-------- Entries supplied --------

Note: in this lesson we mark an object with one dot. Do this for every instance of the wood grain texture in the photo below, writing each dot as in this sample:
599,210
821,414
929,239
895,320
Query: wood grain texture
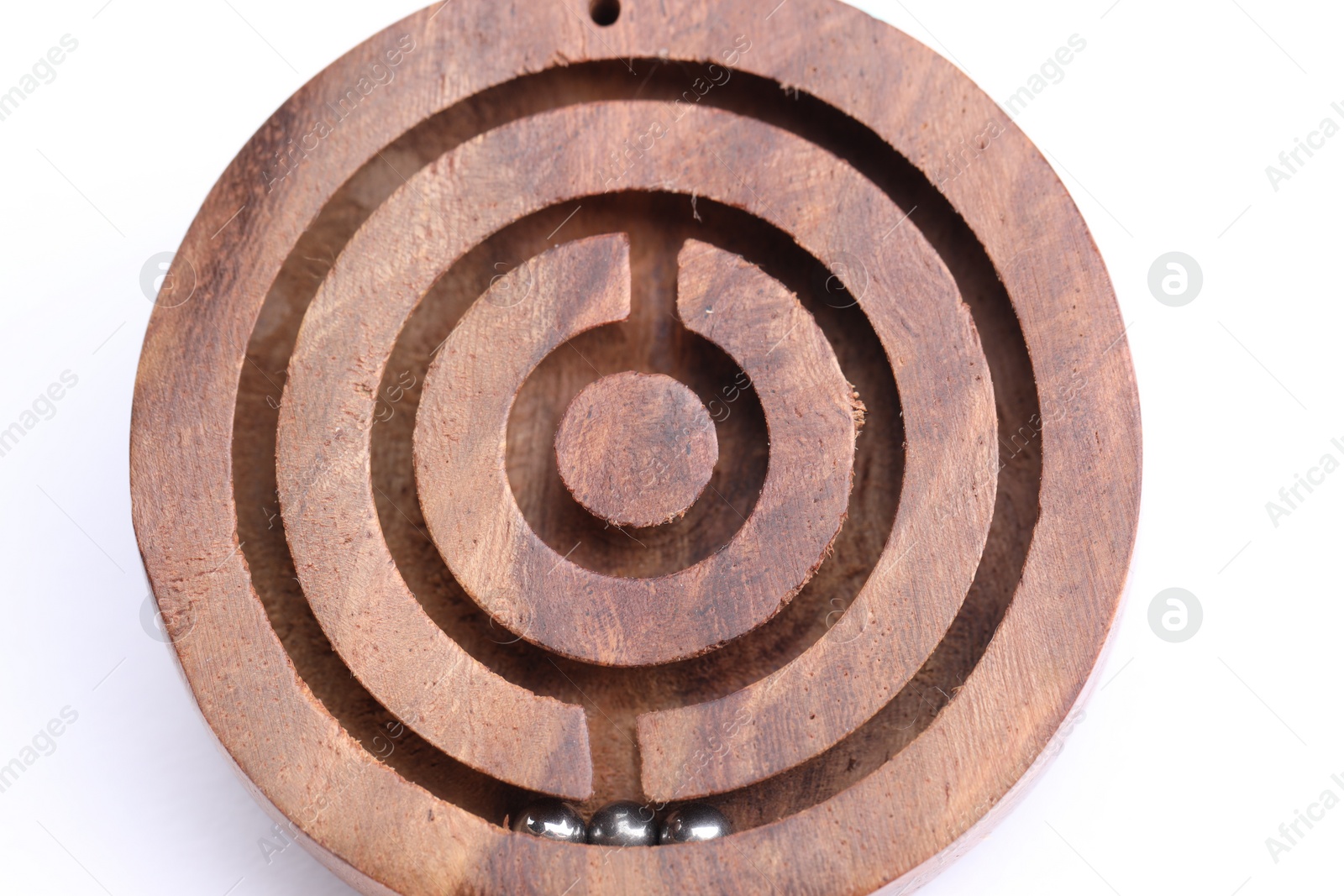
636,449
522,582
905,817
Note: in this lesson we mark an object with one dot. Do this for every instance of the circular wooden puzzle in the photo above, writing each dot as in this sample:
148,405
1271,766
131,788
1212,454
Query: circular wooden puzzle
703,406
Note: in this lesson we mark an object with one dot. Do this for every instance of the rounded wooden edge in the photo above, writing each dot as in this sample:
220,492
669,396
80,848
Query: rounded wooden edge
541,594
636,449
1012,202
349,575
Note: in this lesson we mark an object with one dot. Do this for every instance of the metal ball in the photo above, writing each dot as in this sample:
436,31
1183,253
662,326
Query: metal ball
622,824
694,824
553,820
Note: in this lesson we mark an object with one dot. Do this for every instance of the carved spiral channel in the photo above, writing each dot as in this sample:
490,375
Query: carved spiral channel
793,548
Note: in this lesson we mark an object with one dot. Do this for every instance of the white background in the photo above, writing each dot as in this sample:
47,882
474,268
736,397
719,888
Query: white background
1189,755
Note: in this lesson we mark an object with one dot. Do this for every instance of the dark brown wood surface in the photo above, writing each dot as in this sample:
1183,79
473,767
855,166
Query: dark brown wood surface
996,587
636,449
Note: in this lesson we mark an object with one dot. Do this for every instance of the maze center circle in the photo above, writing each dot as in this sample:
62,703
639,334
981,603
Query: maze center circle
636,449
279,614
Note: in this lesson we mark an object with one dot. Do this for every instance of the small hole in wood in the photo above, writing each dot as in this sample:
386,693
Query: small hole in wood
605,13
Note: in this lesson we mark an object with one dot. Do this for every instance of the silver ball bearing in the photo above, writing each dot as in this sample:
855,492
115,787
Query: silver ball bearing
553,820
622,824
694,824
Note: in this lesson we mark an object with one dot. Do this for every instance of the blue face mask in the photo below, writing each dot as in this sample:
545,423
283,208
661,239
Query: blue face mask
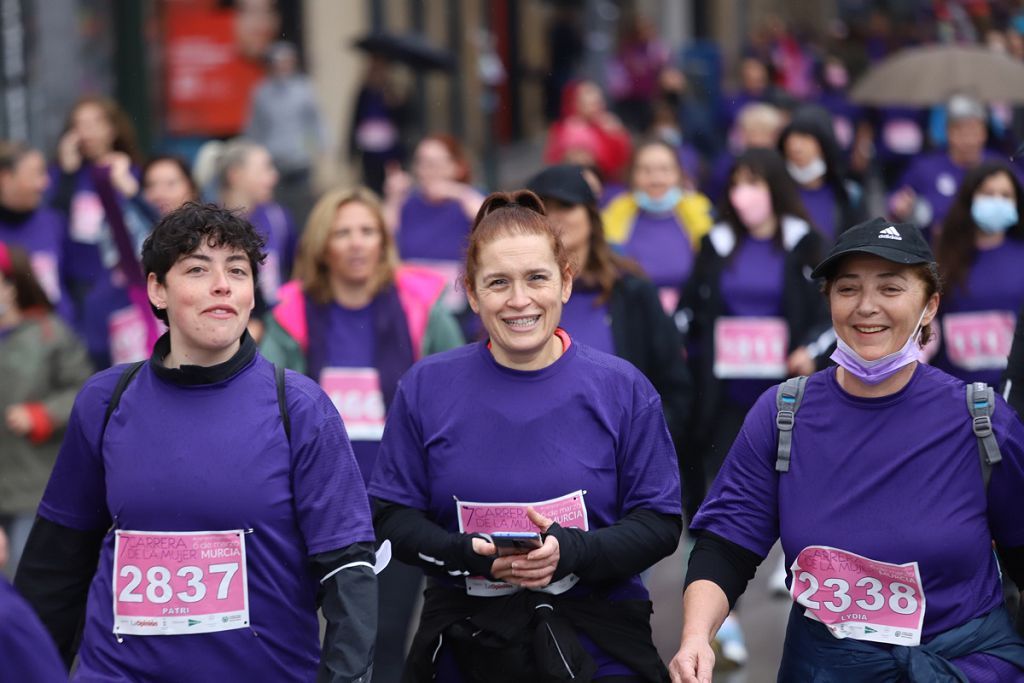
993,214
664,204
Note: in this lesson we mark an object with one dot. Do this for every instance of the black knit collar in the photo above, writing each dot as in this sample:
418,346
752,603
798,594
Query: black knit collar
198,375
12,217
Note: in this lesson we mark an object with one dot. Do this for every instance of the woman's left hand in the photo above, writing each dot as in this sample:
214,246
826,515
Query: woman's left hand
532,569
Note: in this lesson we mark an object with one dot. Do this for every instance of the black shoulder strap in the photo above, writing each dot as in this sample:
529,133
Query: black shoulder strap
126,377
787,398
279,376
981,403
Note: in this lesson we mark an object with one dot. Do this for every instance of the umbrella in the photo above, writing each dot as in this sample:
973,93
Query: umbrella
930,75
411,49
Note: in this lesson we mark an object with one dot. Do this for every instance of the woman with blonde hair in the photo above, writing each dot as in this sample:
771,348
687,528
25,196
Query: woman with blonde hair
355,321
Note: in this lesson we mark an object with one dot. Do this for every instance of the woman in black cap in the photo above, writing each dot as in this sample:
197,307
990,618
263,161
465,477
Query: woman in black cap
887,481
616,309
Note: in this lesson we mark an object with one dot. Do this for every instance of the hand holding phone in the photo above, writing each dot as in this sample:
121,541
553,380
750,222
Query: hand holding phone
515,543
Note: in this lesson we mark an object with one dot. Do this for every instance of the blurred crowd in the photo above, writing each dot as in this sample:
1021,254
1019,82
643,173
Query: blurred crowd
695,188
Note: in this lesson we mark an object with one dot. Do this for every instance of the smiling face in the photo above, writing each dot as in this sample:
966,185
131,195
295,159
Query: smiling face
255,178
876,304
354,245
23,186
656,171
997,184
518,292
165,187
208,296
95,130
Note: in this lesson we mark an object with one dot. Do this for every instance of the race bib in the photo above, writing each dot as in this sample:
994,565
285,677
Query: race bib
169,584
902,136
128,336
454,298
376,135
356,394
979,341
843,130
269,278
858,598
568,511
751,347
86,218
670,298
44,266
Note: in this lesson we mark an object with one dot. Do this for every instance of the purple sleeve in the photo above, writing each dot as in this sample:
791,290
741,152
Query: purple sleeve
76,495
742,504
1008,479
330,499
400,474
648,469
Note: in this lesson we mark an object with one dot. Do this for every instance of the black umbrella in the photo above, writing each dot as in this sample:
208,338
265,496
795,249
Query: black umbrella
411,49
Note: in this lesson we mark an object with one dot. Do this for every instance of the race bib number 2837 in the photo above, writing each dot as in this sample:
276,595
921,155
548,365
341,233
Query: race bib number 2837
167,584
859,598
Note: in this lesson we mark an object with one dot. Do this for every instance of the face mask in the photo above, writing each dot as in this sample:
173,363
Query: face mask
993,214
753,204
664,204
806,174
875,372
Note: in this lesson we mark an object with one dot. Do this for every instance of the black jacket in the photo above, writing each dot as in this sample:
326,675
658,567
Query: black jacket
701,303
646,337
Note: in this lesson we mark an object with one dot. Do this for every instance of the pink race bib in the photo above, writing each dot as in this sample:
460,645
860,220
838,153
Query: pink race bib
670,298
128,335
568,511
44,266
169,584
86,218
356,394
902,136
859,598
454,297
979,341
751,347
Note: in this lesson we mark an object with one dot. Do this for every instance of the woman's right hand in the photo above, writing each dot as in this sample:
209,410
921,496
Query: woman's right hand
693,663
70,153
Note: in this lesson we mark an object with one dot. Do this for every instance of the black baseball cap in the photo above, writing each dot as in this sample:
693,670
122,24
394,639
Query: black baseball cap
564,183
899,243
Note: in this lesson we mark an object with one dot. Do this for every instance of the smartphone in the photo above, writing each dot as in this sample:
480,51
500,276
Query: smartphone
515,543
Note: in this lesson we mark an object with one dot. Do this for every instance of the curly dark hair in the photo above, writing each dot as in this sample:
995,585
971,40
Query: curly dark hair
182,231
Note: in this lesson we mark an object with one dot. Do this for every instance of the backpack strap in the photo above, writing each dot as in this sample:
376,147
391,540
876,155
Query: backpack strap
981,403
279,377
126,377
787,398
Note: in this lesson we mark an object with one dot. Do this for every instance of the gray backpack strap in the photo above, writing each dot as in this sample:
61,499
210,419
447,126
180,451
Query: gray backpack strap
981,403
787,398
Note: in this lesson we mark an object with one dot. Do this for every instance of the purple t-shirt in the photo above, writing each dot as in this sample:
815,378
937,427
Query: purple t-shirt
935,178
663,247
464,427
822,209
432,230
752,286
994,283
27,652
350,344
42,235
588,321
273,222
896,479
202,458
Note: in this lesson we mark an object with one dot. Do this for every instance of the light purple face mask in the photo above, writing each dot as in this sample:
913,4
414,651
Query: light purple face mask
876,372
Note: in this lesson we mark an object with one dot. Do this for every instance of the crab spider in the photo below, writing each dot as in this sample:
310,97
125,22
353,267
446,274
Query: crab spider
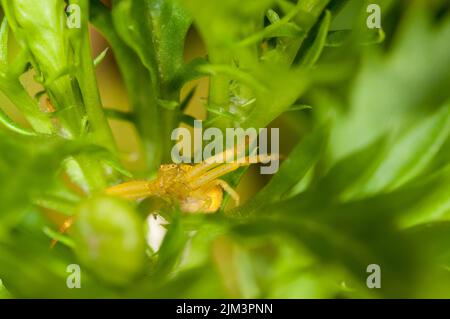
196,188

--------
-------- Entries supplied --------

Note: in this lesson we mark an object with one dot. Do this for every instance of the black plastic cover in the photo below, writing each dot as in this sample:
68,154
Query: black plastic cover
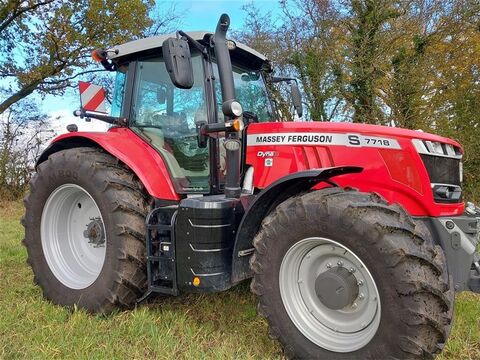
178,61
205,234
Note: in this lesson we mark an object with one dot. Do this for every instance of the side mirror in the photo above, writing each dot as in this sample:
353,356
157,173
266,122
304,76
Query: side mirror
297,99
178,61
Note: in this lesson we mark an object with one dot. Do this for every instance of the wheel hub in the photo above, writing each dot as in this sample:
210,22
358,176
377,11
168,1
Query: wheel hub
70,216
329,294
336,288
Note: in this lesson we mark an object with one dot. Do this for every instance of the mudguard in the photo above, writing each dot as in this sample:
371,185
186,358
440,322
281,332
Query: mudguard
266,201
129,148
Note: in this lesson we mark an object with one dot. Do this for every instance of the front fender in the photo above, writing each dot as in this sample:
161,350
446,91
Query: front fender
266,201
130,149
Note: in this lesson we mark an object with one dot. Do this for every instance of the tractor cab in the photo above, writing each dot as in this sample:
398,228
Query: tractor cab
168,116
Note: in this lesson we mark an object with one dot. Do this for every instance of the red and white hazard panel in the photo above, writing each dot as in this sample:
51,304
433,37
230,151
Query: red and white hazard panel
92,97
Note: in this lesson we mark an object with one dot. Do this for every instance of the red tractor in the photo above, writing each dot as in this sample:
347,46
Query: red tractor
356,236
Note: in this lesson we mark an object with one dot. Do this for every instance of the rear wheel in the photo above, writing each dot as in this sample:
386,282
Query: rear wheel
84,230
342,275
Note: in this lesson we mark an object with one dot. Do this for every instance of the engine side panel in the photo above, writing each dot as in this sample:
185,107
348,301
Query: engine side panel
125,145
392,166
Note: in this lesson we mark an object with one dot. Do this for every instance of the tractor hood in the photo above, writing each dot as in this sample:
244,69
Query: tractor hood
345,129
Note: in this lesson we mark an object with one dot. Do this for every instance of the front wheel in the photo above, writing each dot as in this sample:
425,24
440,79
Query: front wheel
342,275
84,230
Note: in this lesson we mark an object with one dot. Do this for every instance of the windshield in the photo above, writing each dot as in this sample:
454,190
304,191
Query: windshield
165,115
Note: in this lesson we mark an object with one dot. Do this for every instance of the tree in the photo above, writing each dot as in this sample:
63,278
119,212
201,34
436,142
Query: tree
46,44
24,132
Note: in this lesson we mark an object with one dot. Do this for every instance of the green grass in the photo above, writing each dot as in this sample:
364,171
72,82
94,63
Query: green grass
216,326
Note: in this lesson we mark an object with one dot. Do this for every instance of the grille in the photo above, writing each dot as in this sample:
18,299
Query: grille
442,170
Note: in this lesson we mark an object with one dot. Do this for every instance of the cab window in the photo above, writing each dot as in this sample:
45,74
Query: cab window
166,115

--------

How many lines in the rows above contain the word "purple", with case taken into account? Give only the number.

6